WHAT THIS TASK INVOLVES:
Top to bottom, output the entries that follow exactly.

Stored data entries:
────

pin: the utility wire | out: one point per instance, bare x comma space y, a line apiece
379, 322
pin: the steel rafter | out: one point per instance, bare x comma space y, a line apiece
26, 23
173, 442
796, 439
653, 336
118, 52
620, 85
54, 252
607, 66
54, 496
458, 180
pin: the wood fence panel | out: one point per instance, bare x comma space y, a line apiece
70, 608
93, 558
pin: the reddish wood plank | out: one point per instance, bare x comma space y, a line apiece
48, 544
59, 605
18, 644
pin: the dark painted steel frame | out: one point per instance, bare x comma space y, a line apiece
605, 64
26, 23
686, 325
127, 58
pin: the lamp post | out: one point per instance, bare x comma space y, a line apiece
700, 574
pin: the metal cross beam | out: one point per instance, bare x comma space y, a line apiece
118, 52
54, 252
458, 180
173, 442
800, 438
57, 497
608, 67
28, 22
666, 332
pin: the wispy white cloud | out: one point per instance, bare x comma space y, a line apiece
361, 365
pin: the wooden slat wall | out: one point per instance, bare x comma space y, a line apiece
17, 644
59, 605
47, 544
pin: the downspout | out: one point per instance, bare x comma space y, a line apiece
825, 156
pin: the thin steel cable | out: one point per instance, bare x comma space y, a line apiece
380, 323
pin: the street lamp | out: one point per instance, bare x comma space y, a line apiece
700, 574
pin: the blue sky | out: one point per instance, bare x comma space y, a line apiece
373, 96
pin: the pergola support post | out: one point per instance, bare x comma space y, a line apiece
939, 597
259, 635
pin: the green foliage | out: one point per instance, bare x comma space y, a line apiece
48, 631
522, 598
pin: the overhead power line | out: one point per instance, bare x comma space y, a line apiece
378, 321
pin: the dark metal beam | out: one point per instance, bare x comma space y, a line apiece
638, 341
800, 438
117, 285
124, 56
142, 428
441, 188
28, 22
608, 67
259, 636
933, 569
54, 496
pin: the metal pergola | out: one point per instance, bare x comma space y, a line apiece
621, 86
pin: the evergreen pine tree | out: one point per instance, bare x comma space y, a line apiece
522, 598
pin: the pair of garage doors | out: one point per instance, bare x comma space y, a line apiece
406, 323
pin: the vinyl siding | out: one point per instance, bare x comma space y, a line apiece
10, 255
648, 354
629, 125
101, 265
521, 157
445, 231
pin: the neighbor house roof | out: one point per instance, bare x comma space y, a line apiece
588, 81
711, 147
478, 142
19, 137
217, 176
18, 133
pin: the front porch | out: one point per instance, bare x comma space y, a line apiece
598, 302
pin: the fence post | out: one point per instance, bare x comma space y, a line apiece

────

SOLUTION:
pin: the utility wire | out: one point per instance, bare x comma space y, a line apiece
379, 322
pin: the steel rafter | out: one point per instance, bare x comma space y, a line apiece
26, 23
173, 442
796, 439
653, 336
118, 52
620, 85
54, 252
607, 66
54, 496
458, 180
pin: the wood fence panel | out: one point per instance, bare x comma space y, a line apiece
70, 608
93, 558
pin: the reddish wood plank | out: one point per instance, bare x comma space y, a line apiece
48, 544
59, 605
18, 644
pin: the dark painted steel frame | out: one point per instance, bare x comma space y, a line apiece
605, 64
26, 23
686, 325
127, 58
pin: the lamp post | out: one point per instance, bare x comma space y, a line apiece
700, 574
pin: the metal cross beam | out: one point per instance, bare x comma space y, a line apiece
118, 52
54, 252
458, 180
173, 442
800, 438
57, 497
608, 67
28, 22
666, 332
pin: the wispy white cloud | out: one point per instance, bare x comma space y, a line apiece
361, 365
pin: the wooden slat wall | out: one point per instance, bare x comma space y, a line apiece
17, 644
59, 605
47, 544
pin: the downspout | out: one point per instance, bare x comma space y, a line apiece
825, 156
pin: the thin steel cable | out: one point per instance, bare x comma space y, a line apiece
380, 323
pin: the street lamp | out: one point per instance, bare x comma space y, a line apiece
700, 574
pin: the blue sky | out: one point per instance, bare x comma space y, a line apiece
373, 96
pin: the pergola support post | out: one point per instance, bare x comma space y, a line apiece
939, 597
259, 635
pin: the green foliage | out: one point per instance, bare x comma space y, a line apiece
48, 631
522, 598
pin: the overhead power line | out: one point per instance, bare x comma space y, a line apiece
378, 321
pin: the dark metal beam | out: one point per instance, bare x comma space y, a line apiece
638, 341
800, 438
117, 285
124, 56
142, 428
441, 188
28, 22
608, 67
259, 636
933, 569
54, 496
pin: the metal pergola | out: one point per instance, bare x comma space y, a line apiece
621, 86
pin: the evergreen pine tree | out: one point per instance, bare x comma space y, a line apiece
522, 598
pin: the pair of garage doors | out: one point per instance, bare x comma space y, a line apiece
406, 323
pin: the vinyl siding | out: one point per instance, bare x comma space y, a line apiece
10, 255
648, 354
629, 125
101, 265
521, 157
445, 231
pin: the neighbor house roof | out: one point per instance, bare x comma space y, a line apiece
588, 81
711, 147
478, 142
19, 137
217, 176
18, 133
pin: the front porch | out: one point per instance, bare x comma space y, a line apiece
598, 302
pin: the fence post | out: one point per instance, bare x comma space y, a line apiece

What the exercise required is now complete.